Supplied records |
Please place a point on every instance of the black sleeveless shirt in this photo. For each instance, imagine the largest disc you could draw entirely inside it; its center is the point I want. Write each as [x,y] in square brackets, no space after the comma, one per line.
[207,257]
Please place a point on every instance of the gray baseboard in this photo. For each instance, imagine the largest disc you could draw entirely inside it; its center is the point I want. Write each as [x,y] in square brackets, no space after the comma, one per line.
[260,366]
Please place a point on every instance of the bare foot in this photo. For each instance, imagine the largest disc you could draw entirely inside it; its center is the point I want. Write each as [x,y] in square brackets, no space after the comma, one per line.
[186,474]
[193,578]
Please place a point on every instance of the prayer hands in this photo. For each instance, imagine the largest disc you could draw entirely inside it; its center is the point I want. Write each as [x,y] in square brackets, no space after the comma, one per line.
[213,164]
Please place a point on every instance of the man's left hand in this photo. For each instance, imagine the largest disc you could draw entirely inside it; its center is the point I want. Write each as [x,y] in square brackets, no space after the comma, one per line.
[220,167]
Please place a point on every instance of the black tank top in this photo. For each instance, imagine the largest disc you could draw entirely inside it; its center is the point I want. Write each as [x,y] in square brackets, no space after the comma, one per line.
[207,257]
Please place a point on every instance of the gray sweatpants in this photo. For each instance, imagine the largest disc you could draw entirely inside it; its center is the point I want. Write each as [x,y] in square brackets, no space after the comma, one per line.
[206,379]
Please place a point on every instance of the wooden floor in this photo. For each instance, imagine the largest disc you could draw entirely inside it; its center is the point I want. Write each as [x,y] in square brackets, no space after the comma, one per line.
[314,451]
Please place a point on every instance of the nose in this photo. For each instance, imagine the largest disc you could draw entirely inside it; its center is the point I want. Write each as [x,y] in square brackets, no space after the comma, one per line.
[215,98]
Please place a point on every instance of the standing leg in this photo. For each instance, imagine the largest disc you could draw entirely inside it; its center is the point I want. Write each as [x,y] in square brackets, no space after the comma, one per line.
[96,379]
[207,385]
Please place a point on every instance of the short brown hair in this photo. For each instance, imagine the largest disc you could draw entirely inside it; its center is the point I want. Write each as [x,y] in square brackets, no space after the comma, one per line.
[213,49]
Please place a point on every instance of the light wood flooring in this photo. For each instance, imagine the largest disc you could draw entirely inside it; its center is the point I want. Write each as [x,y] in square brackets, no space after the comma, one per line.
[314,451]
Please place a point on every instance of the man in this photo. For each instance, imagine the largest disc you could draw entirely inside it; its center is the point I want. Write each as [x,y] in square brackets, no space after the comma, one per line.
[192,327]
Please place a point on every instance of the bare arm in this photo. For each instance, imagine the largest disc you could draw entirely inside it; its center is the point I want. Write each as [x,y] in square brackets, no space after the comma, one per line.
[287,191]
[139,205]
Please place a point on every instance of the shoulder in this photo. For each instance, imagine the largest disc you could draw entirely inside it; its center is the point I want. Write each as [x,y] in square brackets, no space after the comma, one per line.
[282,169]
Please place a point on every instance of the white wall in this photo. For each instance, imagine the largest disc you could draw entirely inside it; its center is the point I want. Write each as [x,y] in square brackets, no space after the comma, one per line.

Task description | Nothing in the listing may be changed; retype it all exactly.

Result below |
Please place a point on every instance of the black sleeveless shirt in this photo. For each instance, imagine the largest disc you could draw entirely inside it; its center is the point I want. Write each as [x,y] in square brackets, no space after the comma, one per line.
[207,257]
Please place a point on every instance of the gray baseboard in this photo. For each instance, imagine the largest disc you could draw entirely inside it; its center is the point I want. Write each as [x,y] in square brackets, no space after the comma, one per line.
[260,366]
Please place a point on every instance of the bare foot in this photo. For each instance, imagine the largest disc you could draw entirely inside it; its center is the point I want. Write each as [x,y] in square brackets, no space after the comma, one per line.
[186,474]
[193,578]
Please place a point on every instance of the prayer hands in this photo. For each instance, imagine the largest disc you could draw entirely inside it; its center is the point I want. Write each as [x,y] in square brackets, no space after the comma, one per line.
[213,164]
Please place a point on every instance of the man's left hand in this photo. For each instance, imagine the largest disc you could draw entirely inside it; its center is the point I want. Write each as [x,y] in square brackets, no space after the comma, one per line.
[220,167]
Please place a point on every instance of the black tank top in this photo. For each instance, imagine the largest disc you could draw entirely inside it; its center is the point I want. Write each as [x,y] in square brackets, no space after the comma, one per line.
[207,257]
Please place a point on every instance of the gray sweatpants in this photo. For each instance, imagine the largest disc you could draw entirely inside it; its center is the point I want. Write each as [x,y] in square brackets, no space after the comma, one per line.
[206,379]
Please place a point on every instance of the wooden floor in this photo. For each instance, imagine the largest disc you could draw entirely inside it; its center is the point I want. Write each as [x,y] in square brackets, no space after the comma, one per line.
[314,451]
Please place a point on every instance of the nose in this photo. For each instance, imagine the largest disc you could draw entirely inside it; its center is the point I want. Write each as [x,y] in square brackets, no space after the comma, one per line.
[215,98]
Please place a point on every instance of the standing leg in this photo. For each instance, imagine the largest disc you could draw entirely inside it; its center is the point I want. Write each as [x,y] in square brackets, no space after the comma, one per line.
[96,379]
[207,385]
Please place a point on every instance of the short brown hair in this photo. For each instance, imagine the largest disc you could draw entirely inside it; its center is the point I want. Write each as [x,y] in square brackets, no space after the comma, one per line.
[213,49]
Please place a point on every instance of the light wood flooring in this photo. For each instance, imagine the largest disc you could draw entirely inside it; its center is the point I want. Write each as [x,y] in square brackets, no space after the comma, one per line.
[314,451]
Please place a point on every instance of the man in this photo. For each instance, imagine the largest disc you could draw entirely inside it; its center is the point I want. Write each as [x,y] in square brackets, no space after the comma, one per line.
[192,327]
Please place a point on every instance of the bare arm in this photo. For each instance, imagine the largest disc you could draw entirely inside it; its center is the point I want. Write each as [x,y] in square brackets, no space after the comma, one per line.
[287,191]
[139,205]
Please place a point on every instance of the shoulder in this photo. For each instance, imagine the largest disc you could draw entirely inside it; its center is the point I want. Write each as [x,y] in square brackets, no space after the comma, one per line.
[282,169]
Please place a point on every instance of the white wall in this photo. For each instance, imagine the largest disc you could draw entirely inside it; its center is the point I want. Write each as [x,y] in square brackets, no space after the comma, one per line.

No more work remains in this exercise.